- _Problem to solve_: Please print every one of the following items line for line, without changing a character, and leave out the pictures.

- _Material for the task_:

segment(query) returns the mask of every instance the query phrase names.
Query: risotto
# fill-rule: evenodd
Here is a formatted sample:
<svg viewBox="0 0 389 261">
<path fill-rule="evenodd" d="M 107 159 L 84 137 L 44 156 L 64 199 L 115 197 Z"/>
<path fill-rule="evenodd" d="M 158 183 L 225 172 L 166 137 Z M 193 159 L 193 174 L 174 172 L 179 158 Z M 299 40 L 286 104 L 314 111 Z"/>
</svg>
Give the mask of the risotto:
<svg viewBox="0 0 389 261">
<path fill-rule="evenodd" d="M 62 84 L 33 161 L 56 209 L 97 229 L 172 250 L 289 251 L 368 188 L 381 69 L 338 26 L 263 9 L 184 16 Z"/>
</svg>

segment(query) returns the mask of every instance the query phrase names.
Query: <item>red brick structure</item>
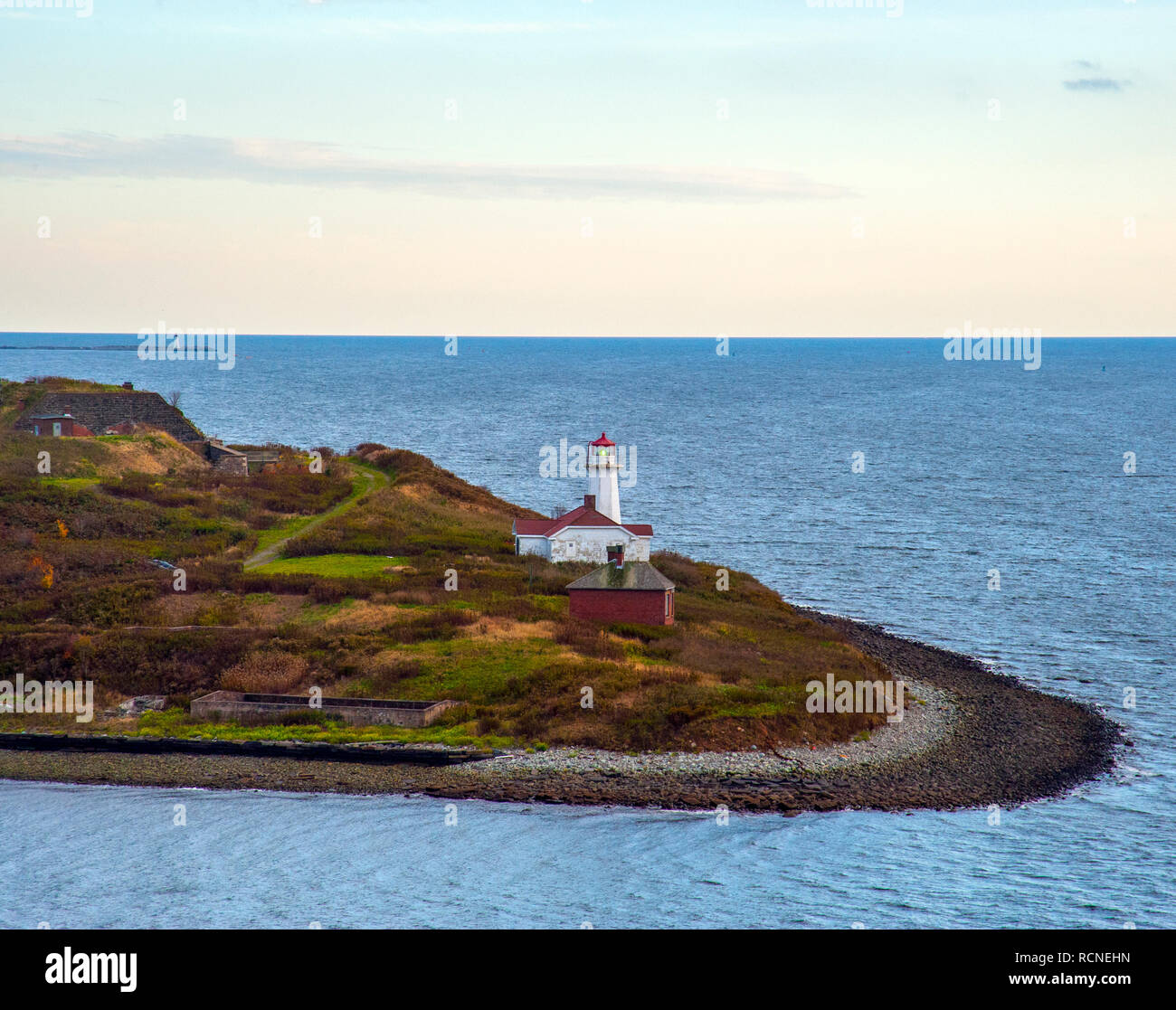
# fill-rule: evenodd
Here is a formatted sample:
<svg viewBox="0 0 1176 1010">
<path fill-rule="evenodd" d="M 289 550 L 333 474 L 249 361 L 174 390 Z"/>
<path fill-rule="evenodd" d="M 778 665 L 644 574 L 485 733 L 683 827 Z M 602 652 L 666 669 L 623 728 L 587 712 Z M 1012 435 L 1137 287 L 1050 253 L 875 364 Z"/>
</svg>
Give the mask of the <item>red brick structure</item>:
<svg viewBox="0 0 1176 1010">
<path fill-rule="evenodd" d="M 674 583 L 648 561 L 626 563 L 609 548 L 609 563 L 568 586 L 568 613 L 603 623 L 674 623 Z"/>
</svg>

- _Task answer_:
segment(query) returns the mask of every instance the query phrase names.
Query: risotto
# fill-rule: evenodd
Here is a formatted sample:
<svg viewBox="0 0 389 261">
<path fill-rule="evenodd" d="M 107 159 L 84 137 L 44 156 L 64 199 L 115 197 Z"/>
<path fill-rule="evenodd" d="M 158 183 L 225 172 L 166 137 Z M 193 159 L 193 174 L 174 172 L 179 158 Z M 299 40 L 286 104 L 314 111 Z"/>
</svg>
Give the mask of the risotto:
<svg viewBox="0 0 389 261">
<path fill-rule="evenodd" d="M 62 84 L 33 161 L 56 209 L 97 229 L 172 250 L 289 251 L 368 188 L 381 69 L 338 26 L 263 9 L 184 16 Z"/>
</svg>

segment(query) returns the mask of every instance the query phrase names.
Query: <item>red brick structure</item>
# fill-rule: evenodd
Here is a formatted sample:
<svg viewBox="0 0 1176 1010">
<path fill-rule="evenodd" d="M 289 550 L 333 474 L 249 361 L 174 390 Z"/>
<path fill-rule="evenodd" d="M 778 665 L 644 574 L 485 733 L 683 827 Z M 602 652 L 666 669 L 623 728 L 587 712 Z M 1012 435 L 1137 287 L 1050 253 L 875 364 Z"/>
</svg>
Give the mask of the <item>red brick structure</item>:
<svg viewBox="0 0 1176 1010">
<path fill-rule="evenodd" d="M 674 583 L 648 561 L 626 563 L 609 548 L 609 563 L 568 586 L 568 613 L 603 623 L 674 623 Z"/>
</svg>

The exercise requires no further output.